_Cuplikan Halaman_.
════════════════

Heboh, Beredar Grup FB Fantasi Sedarah yang Bikin Resah
![]() |
Grup fantasi sedarah (Dok. Ist) |
Jawaupdate.com - Fenomena mengerikan kembali mengguncang dunia maya. Sebuah grup di media sosial dengan nama Fantasi Sedarah viral dan menimbulkan kekhawatiran luas.
Dalam komunitas daring tersebut, anggota-anggota tidak hanya membahas fantasi seksual menyimpang dengan anggota keluarga kandung, tetapi juga menjadikan anak-anak sebagai objek dalam percakapan yang bernuansa kekerasan seksual.
Lebih parahnya lagi, perilaku menyimpang ini dibumbui dengan candaan, seolah-olah tidak ada batas etika yang dilanggar.
Ini bukan hanya persoalan pelanggaran moral atau norma sosial, tetapi sudah masuk ke wilayah darurat kemanusiaan.
Para predator seksual memanfaatkan ruang digital sebagai tempat mengekspresikan dan mungkin menyebarkan ide berbahaya, yang bisa berujung pada kekerasan nyata terhadap anak-anak.

════════════════

_Cuplikan Data_.
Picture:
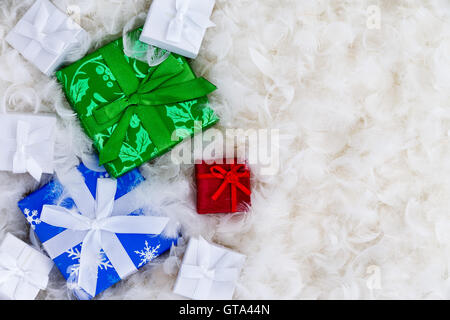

════════════════

Tuliskan kembali seluruh berita tentang grup Fantasi Sedarah tanpa mengubah satu kata pun.

_Hasil_.
Heboh, Beredar Grup FB Fantasi Sedarah yang Bikin Resah
![]() |
Grup fantasi sedarah (Dok. Ist) |
Jawaupdate.com - Fenomena mengerikan kembali mengguncang dunia maya. Sebuah grup di media sosial dengan nama Fantasi Sedarah viral dan menimbulkan kekhawatiran luas.
Dalam komunitas daring tersebut, anggota-anggota tidak hanya membahas fantasi seksual menyimpang dengan anggota keluarga kandung, tetapi juga menjadikan anak-anak sebagai objek dalam percakapan yang bernuansa kekerasan seksual.
Lebih parahnya lagi, perilaku menyimpang ini dibumbui dengan candaan, seolah-olah tidak ada batas etika yang dilanggar.
Ini bukan hanya persoalan pelanggaran moral atau norma sosial, tetapi sudah masuk ke wilayah darurat kemanusiaan.
Para predator seksual memanfaatkan ruang digital sebagai tempat mengekspresikan dan mungkin menyebarkan ide berbahaya, yang bisa berujung pada kekerasan nyata terhadap anak-anak.